What you have to do -
Count the lines in the records below that contain the string "green", treating case as significant. Reply with the number only.

(Rows from a dataset)
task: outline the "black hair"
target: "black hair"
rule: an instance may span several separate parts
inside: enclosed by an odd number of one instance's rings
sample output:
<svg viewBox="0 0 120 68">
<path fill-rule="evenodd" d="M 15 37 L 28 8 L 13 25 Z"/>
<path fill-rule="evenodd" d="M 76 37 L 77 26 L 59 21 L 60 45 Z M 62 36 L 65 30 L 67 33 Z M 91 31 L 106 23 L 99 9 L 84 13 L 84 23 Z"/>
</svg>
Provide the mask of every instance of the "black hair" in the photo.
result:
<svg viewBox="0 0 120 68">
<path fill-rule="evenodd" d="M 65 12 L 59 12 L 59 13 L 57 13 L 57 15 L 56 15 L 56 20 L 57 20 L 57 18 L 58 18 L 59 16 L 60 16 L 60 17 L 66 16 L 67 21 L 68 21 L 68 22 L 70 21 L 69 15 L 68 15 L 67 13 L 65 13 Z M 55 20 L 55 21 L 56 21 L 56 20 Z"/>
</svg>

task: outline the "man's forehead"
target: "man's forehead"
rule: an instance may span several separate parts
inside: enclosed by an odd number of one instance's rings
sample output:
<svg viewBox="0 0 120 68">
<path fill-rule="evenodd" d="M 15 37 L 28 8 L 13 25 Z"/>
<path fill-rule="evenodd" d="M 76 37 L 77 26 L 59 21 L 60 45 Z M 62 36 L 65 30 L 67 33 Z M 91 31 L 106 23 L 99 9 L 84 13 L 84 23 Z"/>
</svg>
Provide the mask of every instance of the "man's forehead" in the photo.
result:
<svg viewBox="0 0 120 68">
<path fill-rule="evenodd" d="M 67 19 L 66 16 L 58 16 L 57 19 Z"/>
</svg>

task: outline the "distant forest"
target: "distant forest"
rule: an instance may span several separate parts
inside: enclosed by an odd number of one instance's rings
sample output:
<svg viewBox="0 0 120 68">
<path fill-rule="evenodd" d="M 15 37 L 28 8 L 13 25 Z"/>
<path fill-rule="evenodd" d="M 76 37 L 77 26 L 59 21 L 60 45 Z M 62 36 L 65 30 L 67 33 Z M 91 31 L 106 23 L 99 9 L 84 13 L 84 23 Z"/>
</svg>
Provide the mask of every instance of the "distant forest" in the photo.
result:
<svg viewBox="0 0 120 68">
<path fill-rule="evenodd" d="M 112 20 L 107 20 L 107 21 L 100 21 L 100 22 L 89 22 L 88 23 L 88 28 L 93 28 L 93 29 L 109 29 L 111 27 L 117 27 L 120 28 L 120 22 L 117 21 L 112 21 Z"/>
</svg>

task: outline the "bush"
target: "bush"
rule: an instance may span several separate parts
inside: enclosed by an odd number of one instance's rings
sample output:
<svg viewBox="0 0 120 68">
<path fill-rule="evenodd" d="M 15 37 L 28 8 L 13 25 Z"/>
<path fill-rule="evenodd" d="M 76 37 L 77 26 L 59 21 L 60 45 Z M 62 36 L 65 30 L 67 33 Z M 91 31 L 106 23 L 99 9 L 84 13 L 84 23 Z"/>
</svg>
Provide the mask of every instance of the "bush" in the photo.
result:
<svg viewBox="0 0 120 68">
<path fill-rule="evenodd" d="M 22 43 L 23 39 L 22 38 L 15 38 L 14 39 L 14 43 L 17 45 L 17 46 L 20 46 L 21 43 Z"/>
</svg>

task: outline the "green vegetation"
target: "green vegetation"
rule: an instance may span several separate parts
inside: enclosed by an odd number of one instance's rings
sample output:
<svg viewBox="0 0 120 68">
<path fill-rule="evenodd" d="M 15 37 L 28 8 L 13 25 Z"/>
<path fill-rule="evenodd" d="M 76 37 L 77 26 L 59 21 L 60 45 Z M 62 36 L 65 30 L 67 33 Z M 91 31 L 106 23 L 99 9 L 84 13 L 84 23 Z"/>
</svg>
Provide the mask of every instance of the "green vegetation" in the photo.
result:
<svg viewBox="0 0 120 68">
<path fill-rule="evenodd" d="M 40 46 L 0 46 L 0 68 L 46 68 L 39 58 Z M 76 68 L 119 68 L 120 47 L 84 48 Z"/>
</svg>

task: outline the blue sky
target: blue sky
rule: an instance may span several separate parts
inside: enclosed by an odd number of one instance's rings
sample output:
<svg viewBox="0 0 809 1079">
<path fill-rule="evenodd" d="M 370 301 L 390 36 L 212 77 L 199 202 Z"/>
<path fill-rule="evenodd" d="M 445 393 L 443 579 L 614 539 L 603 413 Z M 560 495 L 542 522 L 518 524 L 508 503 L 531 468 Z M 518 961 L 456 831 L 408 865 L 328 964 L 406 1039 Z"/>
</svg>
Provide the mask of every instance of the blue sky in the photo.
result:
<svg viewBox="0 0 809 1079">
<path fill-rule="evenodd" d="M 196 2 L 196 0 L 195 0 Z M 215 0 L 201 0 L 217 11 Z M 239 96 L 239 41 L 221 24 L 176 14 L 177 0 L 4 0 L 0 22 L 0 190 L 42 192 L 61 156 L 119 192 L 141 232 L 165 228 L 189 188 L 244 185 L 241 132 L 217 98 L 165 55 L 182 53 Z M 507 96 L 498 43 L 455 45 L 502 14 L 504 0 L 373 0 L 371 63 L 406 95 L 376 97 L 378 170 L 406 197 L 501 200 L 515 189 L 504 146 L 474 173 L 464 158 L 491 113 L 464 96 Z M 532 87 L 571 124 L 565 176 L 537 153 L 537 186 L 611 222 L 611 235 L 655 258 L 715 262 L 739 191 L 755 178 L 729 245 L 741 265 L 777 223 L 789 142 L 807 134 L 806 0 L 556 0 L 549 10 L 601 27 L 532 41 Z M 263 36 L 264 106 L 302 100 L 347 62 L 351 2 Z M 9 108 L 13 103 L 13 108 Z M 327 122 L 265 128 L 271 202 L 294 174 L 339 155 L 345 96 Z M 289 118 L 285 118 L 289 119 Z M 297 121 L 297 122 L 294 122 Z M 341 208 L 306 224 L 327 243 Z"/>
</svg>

Exercise answer -
3